Put the lines of the records below, between the lines holding "point: white cloud" and "column 80, row 9", inclusive, into a Markdown table with the columns Row and Line. Number each row, leave out blank lines, and include no other lines.
----- STORED RECORDS -----
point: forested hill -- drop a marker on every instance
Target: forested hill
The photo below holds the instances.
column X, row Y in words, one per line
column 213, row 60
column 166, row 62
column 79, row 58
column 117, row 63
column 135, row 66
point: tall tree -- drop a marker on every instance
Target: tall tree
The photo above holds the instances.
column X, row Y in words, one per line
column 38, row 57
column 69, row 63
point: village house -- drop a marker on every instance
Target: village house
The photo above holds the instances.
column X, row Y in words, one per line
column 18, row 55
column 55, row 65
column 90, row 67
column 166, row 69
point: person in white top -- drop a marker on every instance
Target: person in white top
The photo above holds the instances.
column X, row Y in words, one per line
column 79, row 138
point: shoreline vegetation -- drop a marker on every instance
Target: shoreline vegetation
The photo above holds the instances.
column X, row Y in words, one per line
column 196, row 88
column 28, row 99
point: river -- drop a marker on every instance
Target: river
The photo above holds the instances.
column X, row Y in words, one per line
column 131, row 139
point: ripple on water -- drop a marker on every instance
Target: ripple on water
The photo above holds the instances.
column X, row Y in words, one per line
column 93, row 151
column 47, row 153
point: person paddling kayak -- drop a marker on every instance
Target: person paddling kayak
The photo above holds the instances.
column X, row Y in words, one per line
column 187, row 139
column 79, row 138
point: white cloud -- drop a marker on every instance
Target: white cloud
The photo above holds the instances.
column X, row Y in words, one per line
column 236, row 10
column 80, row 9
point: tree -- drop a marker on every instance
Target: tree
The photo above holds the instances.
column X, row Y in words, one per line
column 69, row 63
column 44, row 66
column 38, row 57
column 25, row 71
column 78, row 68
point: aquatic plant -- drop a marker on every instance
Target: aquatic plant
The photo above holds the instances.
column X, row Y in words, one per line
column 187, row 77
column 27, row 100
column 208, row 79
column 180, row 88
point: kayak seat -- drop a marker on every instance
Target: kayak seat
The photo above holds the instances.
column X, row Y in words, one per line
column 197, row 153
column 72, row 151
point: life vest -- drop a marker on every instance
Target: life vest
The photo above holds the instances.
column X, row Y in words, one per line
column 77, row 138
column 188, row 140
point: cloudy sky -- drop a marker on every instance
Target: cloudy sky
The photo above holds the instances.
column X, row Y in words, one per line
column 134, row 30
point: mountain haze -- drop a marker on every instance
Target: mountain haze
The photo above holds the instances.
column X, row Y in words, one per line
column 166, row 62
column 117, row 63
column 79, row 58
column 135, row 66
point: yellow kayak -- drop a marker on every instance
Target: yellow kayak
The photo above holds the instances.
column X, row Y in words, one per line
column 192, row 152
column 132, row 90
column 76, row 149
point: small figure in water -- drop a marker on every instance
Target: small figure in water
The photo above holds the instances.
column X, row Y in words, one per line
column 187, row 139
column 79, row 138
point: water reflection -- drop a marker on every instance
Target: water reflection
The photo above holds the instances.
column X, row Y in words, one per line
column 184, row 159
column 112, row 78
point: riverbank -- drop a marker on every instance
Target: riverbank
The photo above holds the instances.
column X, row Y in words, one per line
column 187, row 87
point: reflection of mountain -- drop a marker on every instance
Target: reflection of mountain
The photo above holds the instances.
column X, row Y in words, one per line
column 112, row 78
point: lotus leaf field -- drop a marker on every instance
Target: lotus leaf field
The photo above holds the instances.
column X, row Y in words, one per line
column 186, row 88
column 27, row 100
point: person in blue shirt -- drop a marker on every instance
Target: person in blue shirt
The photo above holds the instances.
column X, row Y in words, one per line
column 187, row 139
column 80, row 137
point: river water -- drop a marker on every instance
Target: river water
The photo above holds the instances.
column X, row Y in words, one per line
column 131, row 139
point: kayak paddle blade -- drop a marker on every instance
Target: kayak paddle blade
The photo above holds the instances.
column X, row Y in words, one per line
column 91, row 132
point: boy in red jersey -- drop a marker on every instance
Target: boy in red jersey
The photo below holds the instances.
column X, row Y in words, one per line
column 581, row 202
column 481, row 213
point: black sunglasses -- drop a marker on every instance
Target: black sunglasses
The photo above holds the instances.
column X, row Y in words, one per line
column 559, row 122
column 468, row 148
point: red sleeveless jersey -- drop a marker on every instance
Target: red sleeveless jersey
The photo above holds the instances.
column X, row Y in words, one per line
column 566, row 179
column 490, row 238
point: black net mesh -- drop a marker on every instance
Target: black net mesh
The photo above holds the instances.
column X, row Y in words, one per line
-----
# CORRECT ANSWER
| Row | Line |
|---|---|
| 1 | point: white cloud -- drop a marker on every instance |
| 2 | Target: white cloud |
| 3 | The photo above holds the instances. |
| 4 | column X, row Y in words, one per line |
| 5 | column 236, row 10 |
| 6 | column 80, row 9 |